- **Problem details**
Please copy the data below verbatim, from the line that contains "Query: drainpipe" through the end of the data, including both of those lines.
***** Materials provided
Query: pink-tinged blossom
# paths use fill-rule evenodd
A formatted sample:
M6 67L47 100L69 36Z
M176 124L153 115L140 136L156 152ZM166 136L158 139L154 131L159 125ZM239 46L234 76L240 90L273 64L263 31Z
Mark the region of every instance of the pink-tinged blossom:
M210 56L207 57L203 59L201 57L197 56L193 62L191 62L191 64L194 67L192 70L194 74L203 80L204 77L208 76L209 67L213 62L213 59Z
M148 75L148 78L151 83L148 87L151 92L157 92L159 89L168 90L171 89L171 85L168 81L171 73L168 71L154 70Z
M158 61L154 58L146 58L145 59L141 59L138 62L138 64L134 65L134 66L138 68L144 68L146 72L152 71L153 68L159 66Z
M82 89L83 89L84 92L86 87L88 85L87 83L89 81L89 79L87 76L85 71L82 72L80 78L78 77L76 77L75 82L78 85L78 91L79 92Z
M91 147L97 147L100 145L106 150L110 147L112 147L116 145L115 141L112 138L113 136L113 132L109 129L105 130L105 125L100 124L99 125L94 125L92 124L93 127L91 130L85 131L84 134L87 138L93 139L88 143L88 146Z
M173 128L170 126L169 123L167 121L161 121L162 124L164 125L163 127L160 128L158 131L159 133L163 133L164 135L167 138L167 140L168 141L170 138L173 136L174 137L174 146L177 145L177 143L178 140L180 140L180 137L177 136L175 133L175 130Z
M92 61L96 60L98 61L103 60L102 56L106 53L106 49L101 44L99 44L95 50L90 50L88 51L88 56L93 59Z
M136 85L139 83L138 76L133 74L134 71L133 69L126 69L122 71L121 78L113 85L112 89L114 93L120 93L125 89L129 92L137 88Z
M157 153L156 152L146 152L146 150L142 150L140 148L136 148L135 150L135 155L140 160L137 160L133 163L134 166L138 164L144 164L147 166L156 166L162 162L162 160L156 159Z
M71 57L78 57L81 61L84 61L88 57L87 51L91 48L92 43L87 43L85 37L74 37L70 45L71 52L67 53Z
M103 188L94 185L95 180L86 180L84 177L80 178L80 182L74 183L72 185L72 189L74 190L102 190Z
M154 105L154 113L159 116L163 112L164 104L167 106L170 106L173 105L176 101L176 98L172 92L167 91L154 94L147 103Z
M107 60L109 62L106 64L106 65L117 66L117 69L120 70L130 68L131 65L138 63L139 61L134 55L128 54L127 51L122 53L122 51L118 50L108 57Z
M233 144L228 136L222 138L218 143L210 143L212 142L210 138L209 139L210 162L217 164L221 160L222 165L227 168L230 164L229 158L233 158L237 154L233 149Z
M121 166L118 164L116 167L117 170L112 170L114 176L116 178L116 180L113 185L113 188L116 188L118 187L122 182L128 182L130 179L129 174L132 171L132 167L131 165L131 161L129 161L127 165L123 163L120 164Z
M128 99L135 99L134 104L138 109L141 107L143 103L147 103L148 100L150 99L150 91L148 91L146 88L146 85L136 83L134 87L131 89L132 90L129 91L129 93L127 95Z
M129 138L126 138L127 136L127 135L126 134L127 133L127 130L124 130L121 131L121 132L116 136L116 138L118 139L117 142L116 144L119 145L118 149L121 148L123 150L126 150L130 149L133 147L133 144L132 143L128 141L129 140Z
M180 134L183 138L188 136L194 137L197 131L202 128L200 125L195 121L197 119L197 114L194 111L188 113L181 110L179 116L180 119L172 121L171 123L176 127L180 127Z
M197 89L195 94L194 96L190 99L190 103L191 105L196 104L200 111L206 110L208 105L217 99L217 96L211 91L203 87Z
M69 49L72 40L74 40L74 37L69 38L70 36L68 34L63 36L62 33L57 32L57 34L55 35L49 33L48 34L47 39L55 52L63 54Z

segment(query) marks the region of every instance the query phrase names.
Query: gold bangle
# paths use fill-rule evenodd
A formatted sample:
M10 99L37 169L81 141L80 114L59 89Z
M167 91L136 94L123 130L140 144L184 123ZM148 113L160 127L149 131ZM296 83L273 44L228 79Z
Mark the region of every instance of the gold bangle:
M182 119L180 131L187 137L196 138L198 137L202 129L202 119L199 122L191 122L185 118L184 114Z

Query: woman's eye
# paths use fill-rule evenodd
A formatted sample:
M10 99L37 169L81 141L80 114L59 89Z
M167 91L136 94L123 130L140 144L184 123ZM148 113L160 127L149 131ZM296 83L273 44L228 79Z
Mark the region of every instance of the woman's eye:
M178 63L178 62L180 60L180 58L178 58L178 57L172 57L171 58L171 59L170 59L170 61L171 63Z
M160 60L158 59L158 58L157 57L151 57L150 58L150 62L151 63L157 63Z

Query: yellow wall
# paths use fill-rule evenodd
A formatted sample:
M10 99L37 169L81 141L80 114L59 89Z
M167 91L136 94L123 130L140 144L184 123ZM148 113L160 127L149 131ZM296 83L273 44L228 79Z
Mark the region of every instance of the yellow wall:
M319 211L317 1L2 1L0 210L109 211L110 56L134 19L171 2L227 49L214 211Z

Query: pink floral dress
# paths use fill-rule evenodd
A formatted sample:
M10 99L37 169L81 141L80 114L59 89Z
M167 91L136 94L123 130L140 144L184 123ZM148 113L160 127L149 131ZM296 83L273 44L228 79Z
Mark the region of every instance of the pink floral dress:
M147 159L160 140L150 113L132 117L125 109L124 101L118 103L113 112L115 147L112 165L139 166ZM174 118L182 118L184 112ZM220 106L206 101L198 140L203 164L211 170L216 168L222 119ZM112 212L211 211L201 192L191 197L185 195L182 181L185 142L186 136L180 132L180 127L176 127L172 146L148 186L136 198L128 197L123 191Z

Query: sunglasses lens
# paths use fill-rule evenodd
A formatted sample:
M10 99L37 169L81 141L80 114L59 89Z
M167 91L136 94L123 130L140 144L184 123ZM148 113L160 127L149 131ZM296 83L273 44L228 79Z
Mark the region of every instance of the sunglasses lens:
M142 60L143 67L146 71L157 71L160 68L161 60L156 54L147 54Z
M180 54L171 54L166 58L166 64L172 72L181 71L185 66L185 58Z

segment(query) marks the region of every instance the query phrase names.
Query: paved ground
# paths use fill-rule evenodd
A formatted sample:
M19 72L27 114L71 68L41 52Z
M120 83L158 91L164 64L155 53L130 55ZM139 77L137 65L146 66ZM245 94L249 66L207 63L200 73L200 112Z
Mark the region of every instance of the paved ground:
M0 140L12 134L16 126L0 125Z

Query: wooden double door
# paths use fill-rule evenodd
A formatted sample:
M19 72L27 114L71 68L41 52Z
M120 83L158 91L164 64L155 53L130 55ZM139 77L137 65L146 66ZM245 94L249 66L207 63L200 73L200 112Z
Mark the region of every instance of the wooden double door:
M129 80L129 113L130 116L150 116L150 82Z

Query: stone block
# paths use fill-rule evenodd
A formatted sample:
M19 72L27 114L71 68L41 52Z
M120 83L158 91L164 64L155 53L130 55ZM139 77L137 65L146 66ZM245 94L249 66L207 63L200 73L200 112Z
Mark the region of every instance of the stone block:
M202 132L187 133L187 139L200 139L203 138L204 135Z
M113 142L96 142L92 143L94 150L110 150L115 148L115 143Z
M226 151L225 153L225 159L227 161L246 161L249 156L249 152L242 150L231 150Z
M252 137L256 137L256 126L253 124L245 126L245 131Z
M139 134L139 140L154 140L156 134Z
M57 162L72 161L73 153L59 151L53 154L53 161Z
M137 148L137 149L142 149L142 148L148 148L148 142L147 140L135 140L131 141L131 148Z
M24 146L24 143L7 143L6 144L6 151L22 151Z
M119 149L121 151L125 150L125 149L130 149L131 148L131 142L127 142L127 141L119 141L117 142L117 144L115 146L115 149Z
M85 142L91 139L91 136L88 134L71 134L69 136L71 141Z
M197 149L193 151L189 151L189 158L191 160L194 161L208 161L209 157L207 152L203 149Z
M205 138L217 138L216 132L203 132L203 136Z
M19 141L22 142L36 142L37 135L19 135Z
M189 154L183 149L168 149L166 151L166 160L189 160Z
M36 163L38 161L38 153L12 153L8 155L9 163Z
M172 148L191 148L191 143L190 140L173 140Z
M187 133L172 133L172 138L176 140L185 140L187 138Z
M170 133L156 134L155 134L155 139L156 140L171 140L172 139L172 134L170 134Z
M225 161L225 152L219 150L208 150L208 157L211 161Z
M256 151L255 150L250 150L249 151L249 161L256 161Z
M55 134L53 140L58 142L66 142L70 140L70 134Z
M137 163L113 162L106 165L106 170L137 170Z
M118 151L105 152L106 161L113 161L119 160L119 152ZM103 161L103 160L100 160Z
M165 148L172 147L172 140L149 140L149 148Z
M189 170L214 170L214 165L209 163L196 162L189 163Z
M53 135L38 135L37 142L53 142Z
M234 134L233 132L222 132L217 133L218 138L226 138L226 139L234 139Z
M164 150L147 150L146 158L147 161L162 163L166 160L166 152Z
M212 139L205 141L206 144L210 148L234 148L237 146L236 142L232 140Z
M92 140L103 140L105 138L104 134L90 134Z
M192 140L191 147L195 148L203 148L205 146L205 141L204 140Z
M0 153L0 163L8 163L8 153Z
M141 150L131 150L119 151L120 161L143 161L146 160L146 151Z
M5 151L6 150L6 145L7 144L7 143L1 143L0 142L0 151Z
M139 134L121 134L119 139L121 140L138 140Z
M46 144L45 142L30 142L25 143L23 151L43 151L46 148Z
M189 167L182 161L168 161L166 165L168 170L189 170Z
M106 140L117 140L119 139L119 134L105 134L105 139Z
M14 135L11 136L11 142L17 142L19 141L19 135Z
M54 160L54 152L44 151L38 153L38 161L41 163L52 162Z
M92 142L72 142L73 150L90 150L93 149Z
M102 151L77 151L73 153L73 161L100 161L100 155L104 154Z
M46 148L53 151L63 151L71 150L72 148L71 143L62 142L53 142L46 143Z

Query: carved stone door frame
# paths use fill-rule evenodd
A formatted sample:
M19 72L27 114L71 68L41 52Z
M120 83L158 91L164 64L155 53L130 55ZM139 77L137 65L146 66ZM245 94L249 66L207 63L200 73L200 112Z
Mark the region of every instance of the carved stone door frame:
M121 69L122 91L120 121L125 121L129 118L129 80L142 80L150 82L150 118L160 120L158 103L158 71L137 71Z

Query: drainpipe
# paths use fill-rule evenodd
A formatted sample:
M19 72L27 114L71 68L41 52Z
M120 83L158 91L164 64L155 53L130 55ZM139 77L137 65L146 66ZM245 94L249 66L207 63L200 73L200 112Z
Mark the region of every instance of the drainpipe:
**********
- **Exercise output**
Query: drainpipe
# paths use fill-rule evenodd
A formatted sample:
M19 72L27 114L71 68L41 52Z
M120 83L158 91L164 64L155 53L130 55ZM139 77L137 65L146 66ZM245 94L249 66L207 63L200 73L200 112Z
Mark the region of every instance of the drainpipe:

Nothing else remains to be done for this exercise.